READING TEXT ::
____________________
What should you expect when you pray?

Isaiah 56-60

Focus: Is. 58:6-7 No, this is the kind of fast I want. I want you to remove the sinful chains, to tear away the ropes of the burdensome yoke, to set free the oppressed, and to break every burdensome yoke. I want you to share your food with the hungry and to provide shelter for homeless, oppressed people. When you see someone naked, clothe him! Don’t turn your back on your own flesh and blood!

This last Sunday was a special day at Watermark Church, Dallas. The first part of our service was a celebration of all the ways God has used our Church body to minister in Dallas, greater Texas, and abroad. The remainder of the service was visiting different stations that were set up in the Town Center (foyer). There were scores of ministries that we partner with represented among the booths, and each representative shared how our Church is strategically involved with them.

After leaving the service, I was reminded of how I must value justice and mercy, especially as it relates to the poor, the weak, and the vulnerable in our society. While Watermark may not be the perfect body, it is good to know that we are on track. Time after time all throughout Scripture, we can see God’s heart for justice and mercy. We can also see His repulsion against religiosity- the act of performing religious lip service without personal transformation.

Isaiah 58 is a great reminder of what our faith should look like as it translates into real life. God is not looking for people who would just pray for justice. God does not need individuals who would only pray for those who are hungry, nor is he so much concerned about us sending up prayers for those who need clothing and shelter. It does not matter how much we pray or fast about such things if our hearts are not moved to the point were we respond.

When I say respond, I am not talking about an exclusive emotional response of compassion.  I am talking about the proactive engagement in laboring against injustice, hunger and poverty. There is nothing to pray about except that God would show you how to use your own resources – time, talent, and treasures (that he has given YOU for such a purpose!). If you should pray, then expect to act on your prayers!

While we are not all called to be the deliver of resources, we are all called to be givers of resources.
____________________
RECORD EXTRACTS ::
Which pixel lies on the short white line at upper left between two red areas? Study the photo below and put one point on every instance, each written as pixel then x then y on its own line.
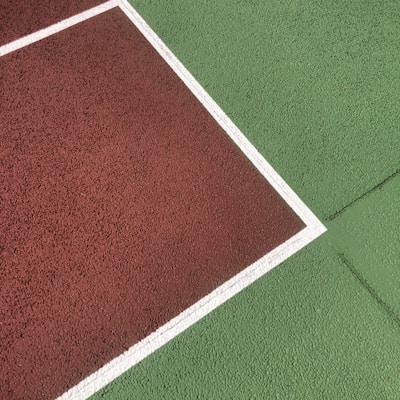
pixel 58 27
____________________
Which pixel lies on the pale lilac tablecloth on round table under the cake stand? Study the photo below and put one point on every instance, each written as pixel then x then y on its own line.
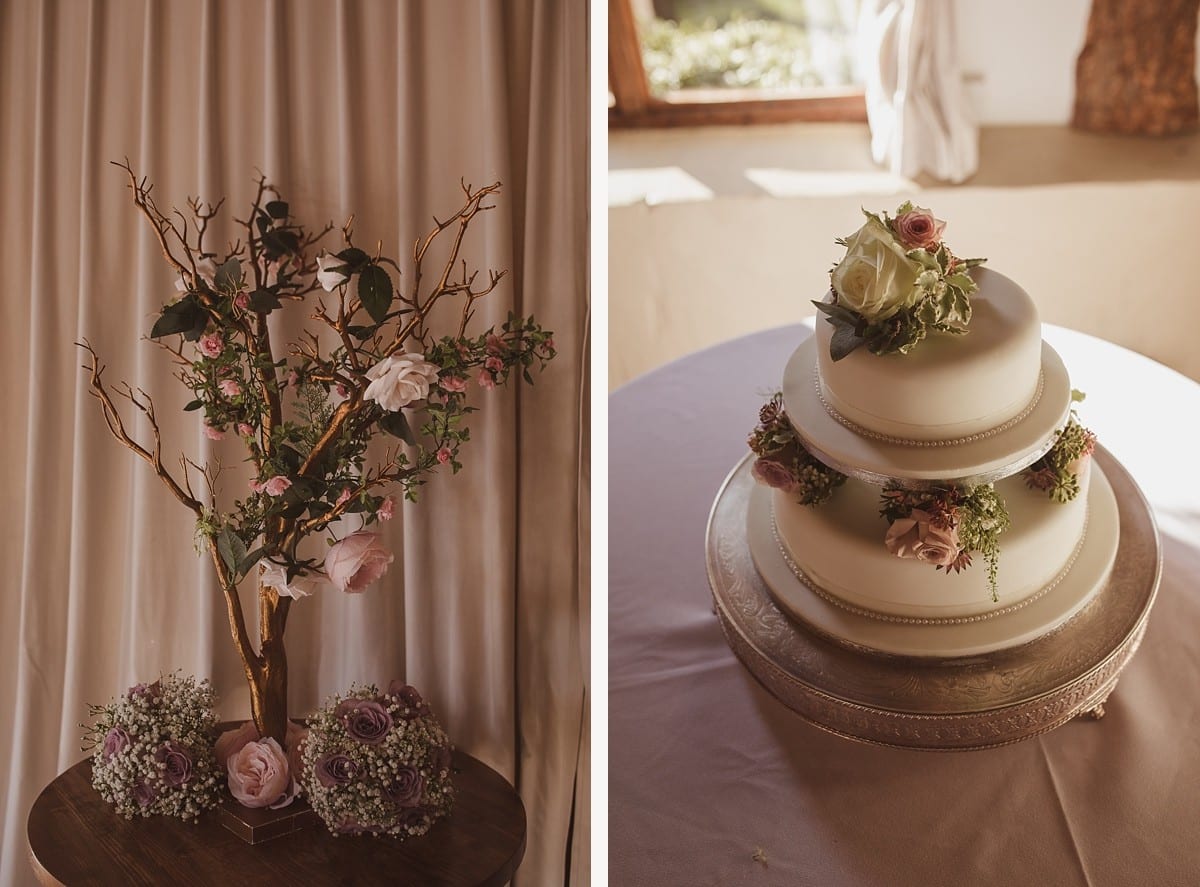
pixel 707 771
____________________
ASSIGNMENT 1 :: In the devotional on prayer, where were the stations set up for the remainder of the service?
ASSIGNMENT 2 :: Please repeat a passage of the devotional on prayer word for word, beginning at the words that have "Isaiah 56-60" and stopping after "involved with them.".

EXPECTED ANSWER 1 :: In the Town Center (foyer).

EXPECTED ANSWER 2 ::
Isaiah 56-60

Focus: Is. 58:6-7 No, this is the kind of fast I want. I want you to remove the sinful chains, to tear away the ropes of the burdensome yoke, to set free the oppressed, and to break every burdensome yoke. I want you to share your food with the hungry and to provide shelter for homeless, oppressed people. When you see someone naked, clothe him! Don’t turn your back on your own flesh and blood!

This last Sunday was a special day at Watermark Church, Dallas. The first part of our service was a celebration of all the ways God has used our Church body to minister in Dallas, greater Texas, and abroad. The remainder of the service was visiting different stations that were set up in the Town Center (foyer). There were scores of ministries that we partner with represented among the booths, and each representative shared how our Church is strategically involved with them.